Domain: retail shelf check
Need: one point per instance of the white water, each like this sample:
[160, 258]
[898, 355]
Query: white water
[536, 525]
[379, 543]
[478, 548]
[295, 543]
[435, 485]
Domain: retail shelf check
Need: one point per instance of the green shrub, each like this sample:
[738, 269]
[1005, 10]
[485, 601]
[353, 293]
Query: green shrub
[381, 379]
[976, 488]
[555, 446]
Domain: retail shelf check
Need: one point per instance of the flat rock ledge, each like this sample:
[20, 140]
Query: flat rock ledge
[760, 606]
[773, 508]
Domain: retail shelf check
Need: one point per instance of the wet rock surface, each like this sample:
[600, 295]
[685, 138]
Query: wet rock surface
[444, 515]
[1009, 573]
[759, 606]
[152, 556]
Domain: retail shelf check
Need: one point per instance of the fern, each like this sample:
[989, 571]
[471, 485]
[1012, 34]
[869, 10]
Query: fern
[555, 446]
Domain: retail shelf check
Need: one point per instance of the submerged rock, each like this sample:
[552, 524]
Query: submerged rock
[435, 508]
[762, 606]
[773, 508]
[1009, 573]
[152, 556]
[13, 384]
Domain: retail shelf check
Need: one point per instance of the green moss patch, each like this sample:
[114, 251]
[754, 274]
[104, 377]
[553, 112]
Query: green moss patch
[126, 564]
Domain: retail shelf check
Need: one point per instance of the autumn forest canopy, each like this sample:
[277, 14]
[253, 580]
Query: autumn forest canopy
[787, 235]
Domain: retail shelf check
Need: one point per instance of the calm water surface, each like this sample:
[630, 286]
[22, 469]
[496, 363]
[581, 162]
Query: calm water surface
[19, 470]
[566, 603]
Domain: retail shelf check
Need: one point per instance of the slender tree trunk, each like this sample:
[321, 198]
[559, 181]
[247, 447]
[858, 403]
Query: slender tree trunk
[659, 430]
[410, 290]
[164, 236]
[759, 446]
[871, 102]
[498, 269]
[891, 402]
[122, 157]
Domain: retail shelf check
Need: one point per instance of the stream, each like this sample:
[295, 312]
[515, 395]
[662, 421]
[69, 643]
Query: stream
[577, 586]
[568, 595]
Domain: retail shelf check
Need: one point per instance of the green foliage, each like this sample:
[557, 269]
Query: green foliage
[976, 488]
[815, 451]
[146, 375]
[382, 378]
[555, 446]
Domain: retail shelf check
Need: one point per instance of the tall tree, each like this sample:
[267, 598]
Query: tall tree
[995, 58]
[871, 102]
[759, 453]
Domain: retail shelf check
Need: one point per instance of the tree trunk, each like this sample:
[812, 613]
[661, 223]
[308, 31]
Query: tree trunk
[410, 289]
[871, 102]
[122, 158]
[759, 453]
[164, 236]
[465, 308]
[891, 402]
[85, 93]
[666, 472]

§ §

What to do:
Write down exactly the line that contains "Query: wet rock surface" along with all later lines of the material, ending at its final line.

Result of the task:
Query: wet rock surface
[444, 515]
[1009, 573]
[759, 606]
[152, 556]
Domain: retail shelf check
Need: one point per instance of the fern, each like this sample:
[989, 571]
[471, 485]
[1012, 34]
[869, 10]
Query: fern
[555, 446]
Domain: retail shelf check
Need: one point per instance of the submerged rock, each like this sample:
[552, 524]
Query: submerged rock
[435, 508]
[762, 606]
[773, 508]
[1009, 573]
[152, 556]
[13, 384]
Domain: retail shelf check
Need: one point per instance of the green moss patch, each like this sample:
[114, 251]
[754, 274]
[104, 377]
[553, 112]
Query: green moss patch
[126, 564]
Domain: retail shelf check
Need: one point per instance of the autumn forest canopy, each like this sample:
[277, 14]
[253, 580]
Query: autumn forest canopy
[787, 235]
Domain: retail shelf check
Need: one point per instance of the calm water surface, each like this sample:
[630, 286]
[22, 469]
[496, 363]
[581, 162]
Query: calm water surface
[19, 470]
[566, 603]
Domain: retail shelf check
Need: one point per instance of the slender tree trunk, each like this sample:
[321, 198]
[559, 181]
[247, 447]
[858, 403]
Query: slender tree trunk
[659, 430]
[410, 290]
[164, 236]
[759, 446]
[871, 102]
[498, 269]
[891, 402]
[122, 157]
Domain: retail shelf check
Need: one point per instance of the stream, each like this sample:
[295, 312]
[515, 395]
[662, 421]
[69, 643]
Query: stream
[577, 586]
[568, 595]
Domain: retail shelf check
Need: one point per instance of the green foliage, each like this sample:
[557, 269]
Query: green foliage
[976, 488]
[815, 451]
[146, 375]
[382, 378]
[555, 446]
Domain: retail shelf check
Need: one point per instance of the tall tree, each like this sample:
[267, 598]
Query: tall tree
[995, 58]
[871, 102]
[759, 453]
Domain: retail shelf check
Need: one point per instance of the tree trunk, each like this sample:
[812, 613]
[661, 223]
[308, 31]
Query: tree trunk
[410, 289]
[871, 102]
[122, 158]
[759, 453]
[164, 236]
[465, 308]
[891, 402]
[85, 93]
[666, 472]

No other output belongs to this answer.